§ Stated task:
Reproduce the records with "division button" swapped for "divide key" throughout. Leave everything else as it is.

[start of Recorded information]

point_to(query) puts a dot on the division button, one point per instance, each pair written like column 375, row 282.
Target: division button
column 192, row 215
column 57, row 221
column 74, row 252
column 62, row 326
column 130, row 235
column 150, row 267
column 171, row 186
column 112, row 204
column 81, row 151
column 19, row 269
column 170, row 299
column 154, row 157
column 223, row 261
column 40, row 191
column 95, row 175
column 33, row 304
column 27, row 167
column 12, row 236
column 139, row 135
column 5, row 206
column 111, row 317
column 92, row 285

[end of Recorded information]

§ Written solution:
point_to(query) puts a dot on the divide key, one point per instance, each pair written like column 375, row 282.
Target: divide key
column 192, row 215
column 57, row 221
column 74, row 252
column 62, row 326
column 130, row 235
column 150, row 267
column 171, row 186
column 112, row 204
column 81, row 151
column 19, row 269
column 170, row 299
column 154, row 157
column 223, row 261
column 40, row 191
column 95, row 175
column 33, row 304
column 27, row 167
column 12, row 236
column 139, row 135
column 5, row 206
column 111, row 317
column 92, row 285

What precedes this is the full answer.